EXERCISE AIM:
Report each line of the records below that holds the word "window".

Segment Start: GIVEN DATA

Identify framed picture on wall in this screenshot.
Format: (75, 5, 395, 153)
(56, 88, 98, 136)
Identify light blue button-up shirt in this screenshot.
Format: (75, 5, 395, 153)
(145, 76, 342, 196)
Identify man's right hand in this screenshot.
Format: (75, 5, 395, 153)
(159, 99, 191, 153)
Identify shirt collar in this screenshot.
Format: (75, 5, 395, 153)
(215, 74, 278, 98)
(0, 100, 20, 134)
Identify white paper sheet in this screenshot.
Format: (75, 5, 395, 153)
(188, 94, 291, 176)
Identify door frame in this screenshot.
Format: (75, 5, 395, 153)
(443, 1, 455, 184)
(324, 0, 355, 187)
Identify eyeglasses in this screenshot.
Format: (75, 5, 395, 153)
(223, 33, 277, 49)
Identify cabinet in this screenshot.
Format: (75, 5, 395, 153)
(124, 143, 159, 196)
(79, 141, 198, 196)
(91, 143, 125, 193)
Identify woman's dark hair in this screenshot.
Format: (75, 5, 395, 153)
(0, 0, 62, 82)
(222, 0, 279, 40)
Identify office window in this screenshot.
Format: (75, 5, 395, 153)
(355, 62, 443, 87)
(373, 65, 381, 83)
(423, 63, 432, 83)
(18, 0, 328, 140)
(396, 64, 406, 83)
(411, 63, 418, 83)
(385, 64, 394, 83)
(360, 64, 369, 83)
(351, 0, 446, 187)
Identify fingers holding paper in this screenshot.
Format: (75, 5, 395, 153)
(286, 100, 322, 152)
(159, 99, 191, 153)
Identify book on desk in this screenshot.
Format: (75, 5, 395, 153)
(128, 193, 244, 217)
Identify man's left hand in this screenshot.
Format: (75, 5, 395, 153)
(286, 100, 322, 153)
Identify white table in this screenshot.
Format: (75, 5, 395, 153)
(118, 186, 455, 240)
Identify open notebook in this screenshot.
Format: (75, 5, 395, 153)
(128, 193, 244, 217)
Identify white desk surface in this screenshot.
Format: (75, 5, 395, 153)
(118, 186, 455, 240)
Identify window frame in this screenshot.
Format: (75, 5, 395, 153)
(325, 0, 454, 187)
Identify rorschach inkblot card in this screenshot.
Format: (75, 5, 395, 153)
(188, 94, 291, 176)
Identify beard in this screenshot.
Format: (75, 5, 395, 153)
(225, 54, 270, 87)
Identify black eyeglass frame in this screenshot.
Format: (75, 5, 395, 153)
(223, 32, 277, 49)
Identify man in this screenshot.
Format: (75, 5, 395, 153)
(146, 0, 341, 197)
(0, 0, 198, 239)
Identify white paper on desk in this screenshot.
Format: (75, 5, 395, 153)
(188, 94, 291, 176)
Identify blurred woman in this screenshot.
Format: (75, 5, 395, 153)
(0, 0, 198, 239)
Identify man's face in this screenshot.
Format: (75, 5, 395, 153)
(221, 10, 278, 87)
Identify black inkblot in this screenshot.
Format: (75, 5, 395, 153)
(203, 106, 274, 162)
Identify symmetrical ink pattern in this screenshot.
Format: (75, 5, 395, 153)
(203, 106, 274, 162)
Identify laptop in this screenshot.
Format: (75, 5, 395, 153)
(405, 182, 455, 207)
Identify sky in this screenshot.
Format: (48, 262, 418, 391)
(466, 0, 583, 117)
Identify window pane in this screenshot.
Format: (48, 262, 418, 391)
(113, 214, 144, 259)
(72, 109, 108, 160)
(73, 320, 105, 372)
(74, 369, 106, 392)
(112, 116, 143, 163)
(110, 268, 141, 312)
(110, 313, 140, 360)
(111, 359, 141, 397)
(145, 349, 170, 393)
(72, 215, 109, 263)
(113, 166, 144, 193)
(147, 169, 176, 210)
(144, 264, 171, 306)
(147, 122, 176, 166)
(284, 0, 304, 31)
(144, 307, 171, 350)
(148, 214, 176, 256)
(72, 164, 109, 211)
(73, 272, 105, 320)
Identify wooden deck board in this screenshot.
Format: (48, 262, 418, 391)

Segment End: GIVEN DATA

EXPECTED ANSWER:
Identify office window in this screenshot.
Identify window frame in this screenshot.
Identify window pane in this screenshot.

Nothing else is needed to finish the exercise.